→ Document segment:
========================

In [1]:
import pandas as pd
import numpy as np

In [2]:
# Use pandas to load real_estate_dataset.csv
df = pd.read_csv('real_estate_dataset.csv')

# get the number of samples and features
n_samples, n_features = df.shape

print(f"Number of columns: {n_features}")

# get the names of the coloumns
columns = df.columns

# save the column names to a file fir accessing later as a text file
np.savetxt('columns.txt', columns, fmt='%s')

# use only square_feet, garage_size, location_score, distance_to_center as features:
X = df[['Square_Feet', 'Garage_Size', 'Location_Score', 'Distance_to_Center']]

# use price as the target
y = df['Price'].values

print(f"Shape of X: {X.shape}\n")
print(f"data type of X: {X.dtypes}")

#get the number of samples and features in X
n_samples, n_features = X.shape

Number of columns: 12
Shape of X: (500, 4)

data type of X: Square_Feet           float64
Garage_Size             int64
Location_Score        float64
Distance_to_Center    float64
dtype: object


In [3]:
# Build a linear model to predict price from the four features in X
# make an array of coefs of the size of (n_features + 1), Initialise to 1.

coefs = np.ones(n_features + 1)

# predict the price for each sample in X
predictions_bydefn = X @ coefs[1:] + coefs[0]

# append a columns of ones to X
X = np.hstack([np.ones((n_samples, 1)), X])

# predict the price for each sample in X
predictions = X @ coefs

In [6]:
# see if all entries in predictions_bydefn and predictions are the same
is_same = np.allclose(predictions_bydefn, predictions)

========================

→ Information provided:
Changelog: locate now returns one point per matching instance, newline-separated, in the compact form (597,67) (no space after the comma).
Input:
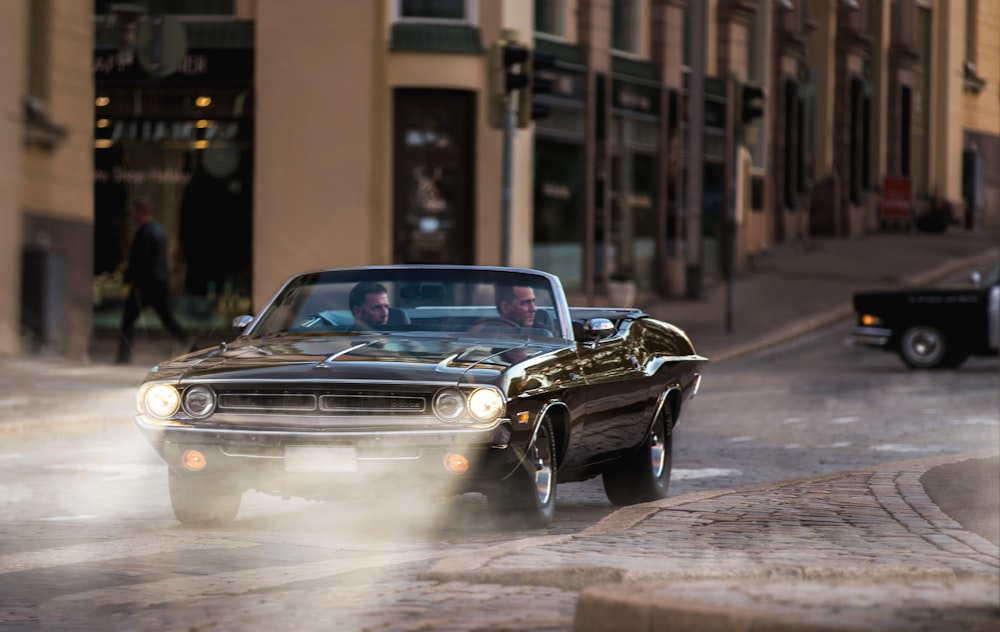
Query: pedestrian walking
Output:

========================

→ Written request A: In the real estate price notebook, what shape does X have after the four features are selected?
→ Written request B: Name every column of the real estate price notebook's dataset that is used as a feature in X.
→ Written request C: Continue the real estate price notebook from its last line.

→ Exercise response A: (500, 4)

→ Exercise response B: Square_Feet, Garage_Size, Location_Score, Distance_to_Center

→ Exercise response C:
print(f"Are the predictions same? {is_same}")

Are the predictions same? True


In [7]:
# calculate the error using predictions and y
errors = y - predictions

# calculate the relative error
relative_errors = errors / y

# calculate the mean of squares of error using a loop
loss_loop = 0
for i in range(n_samples):
    loss_loop += errors[i] ** 2

loss_loop = loss_loop/n_samples

# calculate the mean of squares of error using matrix operations
loss_matrix = np.transpose(errors) @ errors / n_samples

# check if the two methods give the same result
is_diff = np.allclose(loss_loop, loss_matrix)
print(f"Are the two methods the same? {is_diff}")

# print the size of errors, and its L2 norm
print(f"Size of errors: {errors.shape}")
print(f"L2 norm of errors: {np.linalg.norm(errors)}")
print(f"L2 norm of relative errors: {np.linalg.norm(relative_errors)}")

Are the two methods the same? True
Size of errors: (500,)
L2 norm of errors: 13297007.321853263
L2 norm of relative errors: 22.35214323542266


In [None]:
# What is my optimisation problem? 
# I want to find the coefficients that minimise the mean of squares of errors
# This is called as Least Squares problem

# Aside
# Nu = f (Re, Pr); Nu = \alpha Re^m Pr^n, we want to find \alpha, m, n that best fit the data

# Objective function: f(coefs) = 1/n_samples * \sum_{i=1}^{n_samples} (y_i - \sum_{j=0}^{n_features} coefs[j] * X[i, j])^2

# What is a solution?
# A solution is a set of coefficients that minimises the objective function

# How do I find a solution?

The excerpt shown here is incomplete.